Requirement
Reproduce each of the items below line for line, omitting the pictures.

Records from a dataset
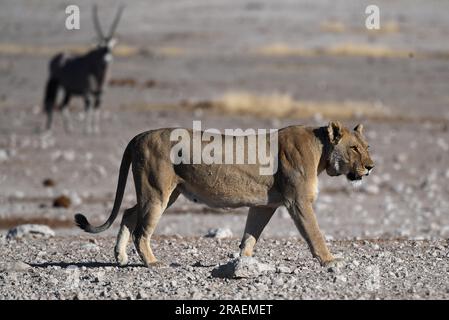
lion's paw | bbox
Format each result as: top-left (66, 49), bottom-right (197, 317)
top-left (324, 258), bottom-right (345, 272)
top-left (148, 261), bottom-right (168, 268)
top-left (115, 254), bottom-right (128, 267)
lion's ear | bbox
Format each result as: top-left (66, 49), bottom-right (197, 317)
top-left (354, 123), bottom-right (363, 135)
top-left (327, 121), bottom-right (343, 144)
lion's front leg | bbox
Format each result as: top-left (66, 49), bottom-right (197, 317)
top-left (287, 198), bottom-right (335, 266)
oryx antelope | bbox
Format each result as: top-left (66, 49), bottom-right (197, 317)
top-left (44, 6), bottom-right (124, 133)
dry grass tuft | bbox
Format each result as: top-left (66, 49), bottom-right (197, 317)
top-left (189, 91), bottom-right (389, 119)
top-left (255, 43), bottom-right (414, 58)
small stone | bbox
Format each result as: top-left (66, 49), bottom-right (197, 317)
top-left (65, 264), bottom-right (79, 271)
top-left (362, 184), bottom-right (380, 195)
top-left (276, 266), bottom-right (292, 273)
top-left (212, 257), bottom-right (276, 278)
top-left (273, 277), bottom-right (284, 286)
top-left (0, 261), bottom-right (32, 271)
top-left (81, 242), bottom-right (98, 251)
top-left (206, 228), bottom-right (232, 239)
top-left (0, 149), bottom-right (9, 162)
top-left (53, 195), bottom-right (72, 208)
top-left (42, 178), bottom-right (56, 187)
top-left (136, 290), bottom-right (148, 299)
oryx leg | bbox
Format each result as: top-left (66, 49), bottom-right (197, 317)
top-left (114, 190), bottom-right (179, 266)
top-left (84, 94), bottom-right (92, 134)
top-left (93, 93), bottom-right (101, 133)
top-left (59, 92), bottom-right (72, 132)
top-left (45, 109), bottom-right (53, 131)
top-left (240, 207), bottom-right (276, 257)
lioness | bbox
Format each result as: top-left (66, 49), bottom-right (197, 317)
top-left (75, 121), bottom-right (374, 266)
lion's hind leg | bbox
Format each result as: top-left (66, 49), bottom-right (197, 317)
top-left (240, 207), bottom-right (276, 257)
top-left (114, 205), bottom-right (137, 266)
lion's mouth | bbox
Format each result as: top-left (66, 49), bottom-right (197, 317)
top-left (346, 172), bottom-right (362, 181)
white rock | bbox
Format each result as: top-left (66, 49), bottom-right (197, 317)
top-left (362, 184), bottom-right (380, 195)
top-left (81, 242), bottom-right (99, 251)
top-left (276, 266), bottom-right (292, 273)
top-left (0, 261), bottom-right (31, 271)
top-left (212, 257), bottom-right (276, 278)
top-left (206, 228), bottom-right (232, 239)
top-left (6, 224), bottom-right (55, 239)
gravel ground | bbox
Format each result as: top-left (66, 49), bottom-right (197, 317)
top-left (0, 0), bottom-right (449, 299)
top-left (0, 236), bottom-right (449, 299)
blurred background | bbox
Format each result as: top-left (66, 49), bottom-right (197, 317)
top-left (0, 0), bottom-right (449, 239)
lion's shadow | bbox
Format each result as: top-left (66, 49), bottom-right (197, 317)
top-left (28, 261), bottom-right (145, 269)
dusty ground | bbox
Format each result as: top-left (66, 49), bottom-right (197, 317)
top-left (0, 1), bottom-right (449, 299)
top-left (0, 236), bottom-right (449, 299)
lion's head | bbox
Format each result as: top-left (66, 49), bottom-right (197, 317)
top-left (326, 121), bottom-right (374, 181)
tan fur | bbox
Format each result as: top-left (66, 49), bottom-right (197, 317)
top-left (77, 122), bottom-right (374, 266)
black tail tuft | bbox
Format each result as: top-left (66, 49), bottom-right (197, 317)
top-left (44, 78), bottom-right (59, 113)
top-left (75, 213), bottom-right (90, 231)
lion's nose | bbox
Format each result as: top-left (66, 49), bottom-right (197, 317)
top-left (365, 165), bottom-right (374, 176)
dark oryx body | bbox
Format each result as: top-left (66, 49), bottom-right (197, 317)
top-left (44, 7), bottom-right (123, 132)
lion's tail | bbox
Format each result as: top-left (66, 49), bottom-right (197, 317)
top-left (75, 141), bottom-right (133, 233)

Reply
lion's paw | bbox
Format each result as: top-left (66, 49), bottom-right (197, 317)
top-left (324, 258), bottom-right (345, 272)
top-left (148, 261), bottom-right (168, 268)
top-left (115, 254), bottom-right (128, 267)
lion's ear | bbox
Format each result as: top-left (66, 49), bottom-right (197, 317)
top-left (354, 123), bottom-right (363, 135)
top-left (327, 121), bottom-right (343, 144)
lion's front leg | bbox
Format each result as: top-left (66, 49), bottom-right (197, 317)
top-left (287, 198), bottom-right (335, 266)
oryx antelope | bbox
Format each result as: top-left (66, 49), bottom-right (197, 317)
top-left (44, 6), bottom-right (124, 133)
dry grass tuft | bbox
Format each result as: top-left (66, 49), bottom-right (197, 317)
top-left (189, 91), bottom-right (389, 119)
top-left (255, 43), bottom-right (414, 58)
small stone | bbox
Format each result as: top-left (66, 49), bottom-right (197, 317)
top-left (65, 264), bottom-right (79, 271)
top-left (362, 184), bottom-right (380, 195)
top-left (276, 266), bottom-right (292, 273)
top-left (212, 257), bottom-right (276, 278)
top-left (273, 277), bottom-right (284, 286)
top-left (0, 261), bottom-right (32, 271)
top-left (81, 242), bottom-right (98, 251)
top-left (206, 228), bottom-right (232, 239)
top-left (0, 149), bottom-right (9, 162)
top-left (53, 195), bottom-right (72, 208)
top-left (42, 178), bottom-right (56, 187)
top-left (136, 290), bottom-right (148, 299)
oryx leg | bbox
Format each result as: top-left (66, 49), bottom-right (197, 317)
top-left (114, 190), bottom-right (179, 266)
top-left (84, 94), bottom-right (92, 134)
top-left (93, 93), bottom-right (101, 133)
top-left (59, 92), bottom-right (72, 132)
top-left (45, 109), bottom-right (53, 131)
top-left (240, 207), bottom-right (276, 257)
lioness | bbox
Format each result as: top-left (66, 49), bottom-right (197, 317)
top-left (75, 121), bottom-right (374, 266)
lion's hind leg | bbox
Format each result as: top-left (66, 49), bottom-right (197, 317)
top-left (240, 207), bottom-right (276, 257)
top-left (114, 205), bottom-right (137, 266)
lion's mouth | bbox
Format each result as: top-left (66, 49), bottom-right (197, 317)
top-left (346, 172), bottom-right (362, 181)
white rock | bbox
Format each result as: top-left (66, 49), bottom-right (197, 317)
top-left (362, 184), bottom-right (380, 195)
top-left (81, 242), bottom-right (99, 251)
top-left (276, 266), bottom-right (292, 273)
top-left (0, 261), bottom-right (31, 271)
top-left (212, 257), bottom-right (276, 278)
top-left (206, 228), bottom-right (232, 239)
top-left (6, 224), bottom-right (55, 239)
gravel ground | bbox
Format each result as: top-left (66, 49), bottom-right (197, 317)
top-left (0, 0), bottom-right (449, 299)
top-left (0, 236), bottom-right (449, 299)
blurred background | bbox
Format each result as: top-left (66, 49), bottom-right (197, 317)
top-left (0, 0), bottom-right (449, 239)
lion's shadow | bbox
Format each result as: top-left (66, 49), bottom-right (197, 317)
top-left (28, 261), bottom-right (145, 269)
dusty ground | bbox
Format each result as: top-left (66, 49), bottom-right (197, 317)
top-left (0, 1), bottom-right (449, 299)
top-left (0, 236), bottom-right (449, 299)
lion's head | bbox
Format each result as: top-left (66, 49), bottom-right (197, 317)
top-left (326, 121), bottom-right (374, 181)
tan fur | bbox
Format each result as: top-left (66, 49), bottom-right (197, 317)
top-left (77, 122), bottom-right (374, 266)
black tail tuft | bbox
Format each result as: top-left (66, 49), bottom-right (197, 317)
top-left (44, 78), bottom-right (59, 113)
top-left (75, 213), bottom-right (90, 231)
lion's nose | bbox
Format each result as: top-left (66, 49), bottom-right (197, 317)
top-left (365, 165), bottom-right (374, 176)
dark oryx body | bbox
Format each result as: top-left (66, 49), bottom-right (197, 317)
top-left (44, 7), bottom-right (123, 132)
lion's tail | bbox
Format each result as: top-left (66, 49), bottom-right (197, 317)
top-left (75, 141), bottom-right (133, 233)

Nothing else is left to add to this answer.